Stated problem:
Reproduce, character for character, the lines of the listing below, starting at the line that contains "Place a dot on every instance of the yellow and" and ending at the final line of the listing.
= = = =
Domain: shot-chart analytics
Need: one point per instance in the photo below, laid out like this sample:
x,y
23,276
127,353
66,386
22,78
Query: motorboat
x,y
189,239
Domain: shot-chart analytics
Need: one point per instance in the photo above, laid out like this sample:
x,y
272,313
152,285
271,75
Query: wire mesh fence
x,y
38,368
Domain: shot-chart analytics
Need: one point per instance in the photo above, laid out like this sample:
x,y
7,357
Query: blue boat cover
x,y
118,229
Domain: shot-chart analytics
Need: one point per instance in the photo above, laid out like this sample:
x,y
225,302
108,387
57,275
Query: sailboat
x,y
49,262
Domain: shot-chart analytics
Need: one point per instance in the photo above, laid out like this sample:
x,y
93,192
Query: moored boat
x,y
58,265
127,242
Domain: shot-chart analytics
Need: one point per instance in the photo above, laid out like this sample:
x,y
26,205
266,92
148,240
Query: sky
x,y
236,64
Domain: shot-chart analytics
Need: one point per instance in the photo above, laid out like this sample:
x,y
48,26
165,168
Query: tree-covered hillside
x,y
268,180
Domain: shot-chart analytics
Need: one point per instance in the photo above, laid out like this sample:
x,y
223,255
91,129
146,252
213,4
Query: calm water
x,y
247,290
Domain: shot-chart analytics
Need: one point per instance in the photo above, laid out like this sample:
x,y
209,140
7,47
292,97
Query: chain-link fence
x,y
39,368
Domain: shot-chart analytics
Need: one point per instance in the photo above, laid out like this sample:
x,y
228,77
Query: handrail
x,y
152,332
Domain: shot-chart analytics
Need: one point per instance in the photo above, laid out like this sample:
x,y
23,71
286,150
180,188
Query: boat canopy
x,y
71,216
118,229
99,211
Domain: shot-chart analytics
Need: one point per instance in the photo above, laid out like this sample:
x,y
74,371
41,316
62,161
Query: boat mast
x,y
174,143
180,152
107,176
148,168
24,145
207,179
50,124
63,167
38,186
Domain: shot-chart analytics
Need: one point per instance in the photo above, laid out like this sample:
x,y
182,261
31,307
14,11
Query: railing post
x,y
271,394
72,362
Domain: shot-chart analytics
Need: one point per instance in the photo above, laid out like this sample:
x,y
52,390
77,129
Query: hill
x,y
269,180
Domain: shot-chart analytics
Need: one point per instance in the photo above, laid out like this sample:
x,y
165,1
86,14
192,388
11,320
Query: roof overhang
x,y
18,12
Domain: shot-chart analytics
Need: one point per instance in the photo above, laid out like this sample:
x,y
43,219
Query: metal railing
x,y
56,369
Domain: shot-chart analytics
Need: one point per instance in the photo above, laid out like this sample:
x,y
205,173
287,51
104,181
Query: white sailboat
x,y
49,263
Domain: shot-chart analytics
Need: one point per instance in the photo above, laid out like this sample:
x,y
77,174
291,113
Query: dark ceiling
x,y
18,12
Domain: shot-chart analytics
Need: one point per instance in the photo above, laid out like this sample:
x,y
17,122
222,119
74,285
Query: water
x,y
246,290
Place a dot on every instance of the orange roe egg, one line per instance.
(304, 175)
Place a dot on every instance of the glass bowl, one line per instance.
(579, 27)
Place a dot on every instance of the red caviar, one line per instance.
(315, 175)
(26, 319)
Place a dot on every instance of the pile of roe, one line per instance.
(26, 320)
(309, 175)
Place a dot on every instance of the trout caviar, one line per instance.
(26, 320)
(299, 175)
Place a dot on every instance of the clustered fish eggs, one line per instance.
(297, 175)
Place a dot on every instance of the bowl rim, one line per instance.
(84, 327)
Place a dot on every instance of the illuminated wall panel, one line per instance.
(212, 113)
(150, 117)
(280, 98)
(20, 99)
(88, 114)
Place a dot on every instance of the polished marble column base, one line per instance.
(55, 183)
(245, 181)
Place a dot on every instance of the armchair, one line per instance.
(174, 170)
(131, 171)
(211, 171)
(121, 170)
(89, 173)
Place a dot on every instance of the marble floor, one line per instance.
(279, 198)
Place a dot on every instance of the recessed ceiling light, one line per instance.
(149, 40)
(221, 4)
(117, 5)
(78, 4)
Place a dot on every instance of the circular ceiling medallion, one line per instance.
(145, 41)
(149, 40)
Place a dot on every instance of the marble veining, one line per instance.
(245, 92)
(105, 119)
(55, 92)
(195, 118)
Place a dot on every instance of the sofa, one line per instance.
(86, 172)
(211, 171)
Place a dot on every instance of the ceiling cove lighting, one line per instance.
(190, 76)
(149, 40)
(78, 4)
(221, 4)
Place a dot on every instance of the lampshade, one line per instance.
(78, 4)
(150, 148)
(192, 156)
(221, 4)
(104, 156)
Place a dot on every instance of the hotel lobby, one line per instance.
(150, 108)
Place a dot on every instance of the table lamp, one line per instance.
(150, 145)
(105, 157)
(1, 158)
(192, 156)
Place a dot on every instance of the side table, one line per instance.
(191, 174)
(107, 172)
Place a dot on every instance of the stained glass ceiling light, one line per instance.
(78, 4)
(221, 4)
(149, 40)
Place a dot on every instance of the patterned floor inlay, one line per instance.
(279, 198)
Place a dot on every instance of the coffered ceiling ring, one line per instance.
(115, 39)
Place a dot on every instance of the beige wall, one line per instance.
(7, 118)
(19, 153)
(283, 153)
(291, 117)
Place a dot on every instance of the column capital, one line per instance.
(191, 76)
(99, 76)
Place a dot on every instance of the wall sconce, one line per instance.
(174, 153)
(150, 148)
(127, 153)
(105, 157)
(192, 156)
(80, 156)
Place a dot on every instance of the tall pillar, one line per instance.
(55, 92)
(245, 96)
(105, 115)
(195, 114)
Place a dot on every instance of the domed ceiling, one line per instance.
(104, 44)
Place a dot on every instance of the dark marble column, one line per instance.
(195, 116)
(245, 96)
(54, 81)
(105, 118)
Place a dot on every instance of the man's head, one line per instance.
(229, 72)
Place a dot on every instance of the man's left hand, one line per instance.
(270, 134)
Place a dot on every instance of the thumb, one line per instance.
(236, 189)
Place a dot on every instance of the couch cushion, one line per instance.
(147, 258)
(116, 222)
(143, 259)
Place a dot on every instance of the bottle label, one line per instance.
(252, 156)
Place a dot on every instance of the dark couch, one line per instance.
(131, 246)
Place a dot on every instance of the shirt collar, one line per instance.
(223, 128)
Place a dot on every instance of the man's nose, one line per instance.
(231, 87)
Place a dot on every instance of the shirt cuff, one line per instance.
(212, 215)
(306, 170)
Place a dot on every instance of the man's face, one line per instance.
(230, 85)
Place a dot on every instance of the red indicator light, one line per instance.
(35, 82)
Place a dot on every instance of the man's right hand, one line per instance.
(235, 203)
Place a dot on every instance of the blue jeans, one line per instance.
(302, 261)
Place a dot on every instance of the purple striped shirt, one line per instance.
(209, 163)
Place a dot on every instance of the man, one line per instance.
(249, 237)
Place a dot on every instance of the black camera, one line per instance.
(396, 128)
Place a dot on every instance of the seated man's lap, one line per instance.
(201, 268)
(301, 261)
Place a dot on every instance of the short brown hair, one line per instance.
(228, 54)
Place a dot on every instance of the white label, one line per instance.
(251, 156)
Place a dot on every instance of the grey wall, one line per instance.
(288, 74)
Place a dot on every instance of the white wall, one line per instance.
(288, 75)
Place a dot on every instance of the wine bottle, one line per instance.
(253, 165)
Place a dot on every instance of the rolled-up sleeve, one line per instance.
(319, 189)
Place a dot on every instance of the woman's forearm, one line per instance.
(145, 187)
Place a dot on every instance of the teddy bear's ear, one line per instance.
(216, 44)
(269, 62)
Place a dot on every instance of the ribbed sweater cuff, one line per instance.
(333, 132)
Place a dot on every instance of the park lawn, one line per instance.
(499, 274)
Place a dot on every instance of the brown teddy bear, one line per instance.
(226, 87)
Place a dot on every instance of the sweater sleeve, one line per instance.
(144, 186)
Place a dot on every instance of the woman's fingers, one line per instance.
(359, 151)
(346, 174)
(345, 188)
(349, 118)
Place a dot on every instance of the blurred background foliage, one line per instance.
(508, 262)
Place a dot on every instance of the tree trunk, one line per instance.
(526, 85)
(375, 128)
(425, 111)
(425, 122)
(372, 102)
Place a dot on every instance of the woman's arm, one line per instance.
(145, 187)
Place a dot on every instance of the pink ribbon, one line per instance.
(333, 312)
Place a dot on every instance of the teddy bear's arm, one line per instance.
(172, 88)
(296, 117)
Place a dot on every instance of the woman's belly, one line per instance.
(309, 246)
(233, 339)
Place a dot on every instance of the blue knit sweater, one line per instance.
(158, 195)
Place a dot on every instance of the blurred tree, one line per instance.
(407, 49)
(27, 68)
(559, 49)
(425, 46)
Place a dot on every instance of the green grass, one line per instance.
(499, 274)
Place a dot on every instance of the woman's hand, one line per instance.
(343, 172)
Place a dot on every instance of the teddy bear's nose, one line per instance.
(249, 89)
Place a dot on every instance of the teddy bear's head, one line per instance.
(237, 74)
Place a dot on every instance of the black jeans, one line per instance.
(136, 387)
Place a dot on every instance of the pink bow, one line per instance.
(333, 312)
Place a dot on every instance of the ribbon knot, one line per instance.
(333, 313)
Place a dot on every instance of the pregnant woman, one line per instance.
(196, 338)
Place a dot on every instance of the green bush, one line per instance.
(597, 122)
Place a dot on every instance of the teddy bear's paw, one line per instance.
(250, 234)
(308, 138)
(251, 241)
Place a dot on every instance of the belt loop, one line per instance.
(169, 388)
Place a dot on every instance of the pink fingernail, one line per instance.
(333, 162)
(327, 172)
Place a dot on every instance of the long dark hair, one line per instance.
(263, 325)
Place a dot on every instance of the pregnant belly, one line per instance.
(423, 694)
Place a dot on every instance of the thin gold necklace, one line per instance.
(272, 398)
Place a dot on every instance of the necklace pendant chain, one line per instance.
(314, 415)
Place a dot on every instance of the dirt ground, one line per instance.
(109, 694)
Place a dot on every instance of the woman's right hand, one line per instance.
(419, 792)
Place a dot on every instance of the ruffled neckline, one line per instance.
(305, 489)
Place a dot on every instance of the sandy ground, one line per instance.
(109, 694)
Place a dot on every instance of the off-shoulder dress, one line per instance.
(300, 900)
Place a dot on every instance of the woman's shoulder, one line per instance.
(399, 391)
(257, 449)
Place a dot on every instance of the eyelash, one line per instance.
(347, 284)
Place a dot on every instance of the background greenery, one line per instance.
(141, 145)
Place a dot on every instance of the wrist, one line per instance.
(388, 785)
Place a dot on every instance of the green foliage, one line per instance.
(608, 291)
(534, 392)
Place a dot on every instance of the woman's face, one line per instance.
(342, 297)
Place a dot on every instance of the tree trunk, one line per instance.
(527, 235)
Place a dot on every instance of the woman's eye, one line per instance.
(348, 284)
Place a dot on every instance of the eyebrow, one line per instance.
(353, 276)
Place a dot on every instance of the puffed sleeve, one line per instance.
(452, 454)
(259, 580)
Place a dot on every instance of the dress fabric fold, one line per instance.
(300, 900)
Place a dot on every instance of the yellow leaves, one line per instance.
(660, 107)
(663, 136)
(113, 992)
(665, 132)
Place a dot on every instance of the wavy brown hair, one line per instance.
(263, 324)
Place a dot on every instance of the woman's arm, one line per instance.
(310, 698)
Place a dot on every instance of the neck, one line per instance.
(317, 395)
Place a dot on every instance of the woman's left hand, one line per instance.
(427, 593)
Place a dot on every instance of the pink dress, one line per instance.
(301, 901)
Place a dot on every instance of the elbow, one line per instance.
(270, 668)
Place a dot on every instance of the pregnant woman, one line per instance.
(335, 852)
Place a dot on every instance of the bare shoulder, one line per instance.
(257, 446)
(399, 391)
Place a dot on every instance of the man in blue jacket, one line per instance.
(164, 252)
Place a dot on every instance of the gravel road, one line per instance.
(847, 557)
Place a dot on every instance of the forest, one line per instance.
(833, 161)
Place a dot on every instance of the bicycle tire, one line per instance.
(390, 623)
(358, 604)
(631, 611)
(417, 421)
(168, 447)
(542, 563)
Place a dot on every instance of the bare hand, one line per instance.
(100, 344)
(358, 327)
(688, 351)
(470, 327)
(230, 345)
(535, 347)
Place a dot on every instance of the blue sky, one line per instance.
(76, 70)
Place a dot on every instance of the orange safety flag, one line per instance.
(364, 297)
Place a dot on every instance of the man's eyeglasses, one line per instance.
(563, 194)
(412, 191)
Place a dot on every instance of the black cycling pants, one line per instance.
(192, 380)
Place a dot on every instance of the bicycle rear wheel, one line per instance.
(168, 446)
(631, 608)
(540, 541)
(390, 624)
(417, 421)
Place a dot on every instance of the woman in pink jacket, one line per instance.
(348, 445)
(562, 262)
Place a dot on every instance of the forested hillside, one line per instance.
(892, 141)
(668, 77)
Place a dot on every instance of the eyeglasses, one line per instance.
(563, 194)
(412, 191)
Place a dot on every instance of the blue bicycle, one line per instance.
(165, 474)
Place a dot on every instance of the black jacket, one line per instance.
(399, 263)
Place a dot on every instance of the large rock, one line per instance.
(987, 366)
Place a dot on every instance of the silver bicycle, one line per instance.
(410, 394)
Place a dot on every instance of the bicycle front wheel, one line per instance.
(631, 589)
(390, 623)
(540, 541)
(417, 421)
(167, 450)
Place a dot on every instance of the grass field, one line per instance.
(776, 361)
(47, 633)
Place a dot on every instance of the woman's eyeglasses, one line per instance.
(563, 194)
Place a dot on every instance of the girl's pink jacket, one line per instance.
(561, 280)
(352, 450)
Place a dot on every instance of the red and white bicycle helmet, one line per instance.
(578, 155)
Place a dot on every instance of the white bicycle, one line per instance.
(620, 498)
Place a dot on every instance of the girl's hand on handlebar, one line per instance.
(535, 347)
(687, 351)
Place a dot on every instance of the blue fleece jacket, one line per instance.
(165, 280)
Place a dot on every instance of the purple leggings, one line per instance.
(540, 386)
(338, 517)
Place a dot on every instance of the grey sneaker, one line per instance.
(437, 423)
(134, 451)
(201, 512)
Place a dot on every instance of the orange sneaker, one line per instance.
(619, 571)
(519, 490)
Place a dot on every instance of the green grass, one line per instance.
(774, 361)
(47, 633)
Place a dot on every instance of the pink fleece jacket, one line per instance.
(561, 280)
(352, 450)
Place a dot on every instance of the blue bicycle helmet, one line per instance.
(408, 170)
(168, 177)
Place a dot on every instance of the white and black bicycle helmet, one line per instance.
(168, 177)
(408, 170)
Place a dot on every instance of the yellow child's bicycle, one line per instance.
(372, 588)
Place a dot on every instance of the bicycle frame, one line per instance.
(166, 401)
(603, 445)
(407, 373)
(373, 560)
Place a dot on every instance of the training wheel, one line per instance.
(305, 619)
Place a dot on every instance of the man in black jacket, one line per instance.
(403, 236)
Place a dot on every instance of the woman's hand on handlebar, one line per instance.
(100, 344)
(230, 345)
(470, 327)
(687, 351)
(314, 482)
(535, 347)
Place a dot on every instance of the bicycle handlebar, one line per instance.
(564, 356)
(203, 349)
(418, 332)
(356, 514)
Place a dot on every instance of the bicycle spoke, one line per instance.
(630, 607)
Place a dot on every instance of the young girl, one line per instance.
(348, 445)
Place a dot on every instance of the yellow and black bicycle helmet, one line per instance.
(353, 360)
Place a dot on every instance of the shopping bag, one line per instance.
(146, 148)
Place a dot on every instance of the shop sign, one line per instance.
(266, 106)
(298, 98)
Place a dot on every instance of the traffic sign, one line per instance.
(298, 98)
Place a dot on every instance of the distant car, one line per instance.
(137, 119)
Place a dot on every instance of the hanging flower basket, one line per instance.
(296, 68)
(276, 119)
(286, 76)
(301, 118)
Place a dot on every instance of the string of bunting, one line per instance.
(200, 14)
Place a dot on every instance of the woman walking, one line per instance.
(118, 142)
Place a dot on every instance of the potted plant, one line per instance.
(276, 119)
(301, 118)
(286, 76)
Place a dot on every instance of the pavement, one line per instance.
= = = =
Exercise result:
Place a dot on every instance of the yellow and black bicycle helmet, one line per instance.
(353, 360)
Place a dot on every instance of the shopping bag, one line per instance.
(146, 148)
Place a dot on every instance of the shop sign, one line per instance.
(266, 106)
(298, 98)
Place a dot on every instance of the traffic sign, one line per instance.
(298, 98)
Place a dot on every instance of the distant car, one line per instance.
(137, 119)
Place a dot on every instance of the hanging flower basket, one line per instance.
(296, 68)
(276, 119)
(286, 76)
(301, 118)
Place a dot on every instance of the string of bunting, one line per instance.
(200, 14)
Place a dot on every instance of the woman walking, one line per instance.
(118, 142)
Place a dot on every instance of the potted plant, one line per instance.
(276, 119)
(301, 118)
(286, 76)
Place a dot on every instance of the pavement, one line per instance.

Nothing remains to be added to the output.